WORK ORDER
Each line from the one with "of the dark" through the last line below must be written out exactly. Do not copy pictures.

DATA SUPPLIED
= = = = =

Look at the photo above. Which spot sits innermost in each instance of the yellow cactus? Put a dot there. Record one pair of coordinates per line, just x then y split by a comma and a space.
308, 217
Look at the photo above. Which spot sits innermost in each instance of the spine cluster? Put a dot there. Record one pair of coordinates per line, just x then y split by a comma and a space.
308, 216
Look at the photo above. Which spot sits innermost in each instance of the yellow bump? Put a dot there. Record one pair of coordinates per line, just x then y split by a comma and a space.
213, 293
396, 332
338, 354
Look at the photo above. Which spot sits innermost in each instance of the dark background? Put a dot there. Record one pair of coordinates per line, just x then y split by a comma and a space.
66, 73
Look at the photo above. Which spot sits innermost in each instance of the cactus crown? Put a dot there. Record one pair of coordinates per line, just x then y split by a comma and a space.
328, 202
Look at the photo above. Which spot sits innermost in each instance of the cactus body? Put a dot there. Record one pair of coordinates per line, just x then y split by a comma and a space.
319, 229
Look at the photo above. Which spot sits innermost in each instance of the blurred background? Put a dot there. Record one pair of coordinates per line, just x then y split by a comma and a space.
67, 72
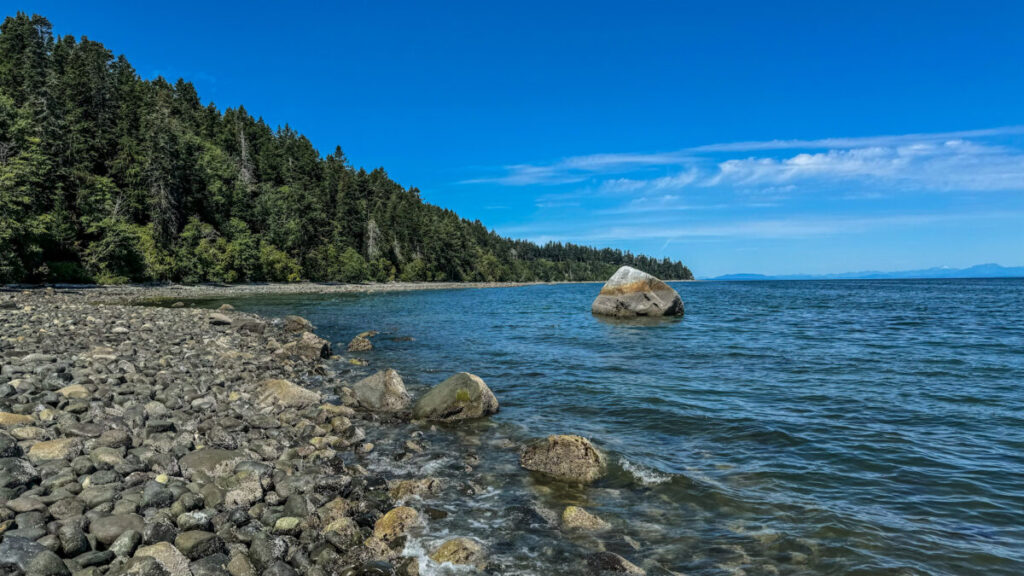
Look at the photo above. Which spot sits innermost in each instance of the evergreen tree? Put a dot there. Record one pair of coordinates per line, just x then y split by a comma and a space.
109, 177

= = = = =

ANSWER SECTION
Look at the photo above. Which spot sits innermost in each instance of the dark background? Put a dot there. Record one pair of coordinates per line, just x then y split by a comma and a space.
66, 73
Look at the photo above. Which spot sits innermost in each instance of the cactus crown? Put a dot there. Record one pair of coordinates per line, just x then y split by a comma and a space.
328, 202
Look at the photo above. Which spot sits innermost in each instance of the cactus body? Put a dot there. Record one pair of coordinates per line, just x then y split by a comma and a space.
319, 229
Look at the photo above. Which spot sits innermost in each instance of the blurred background? Put a dot there. Record one pair of coordinates per line, just x then y split by a comma and a space.
67, 72
Look at the photo above. Which spot sits innermost in each instance of the evergreen tree? Put a dot there. Record one pair of coordinates per line, just x then y split by a comma and a space.
109, 177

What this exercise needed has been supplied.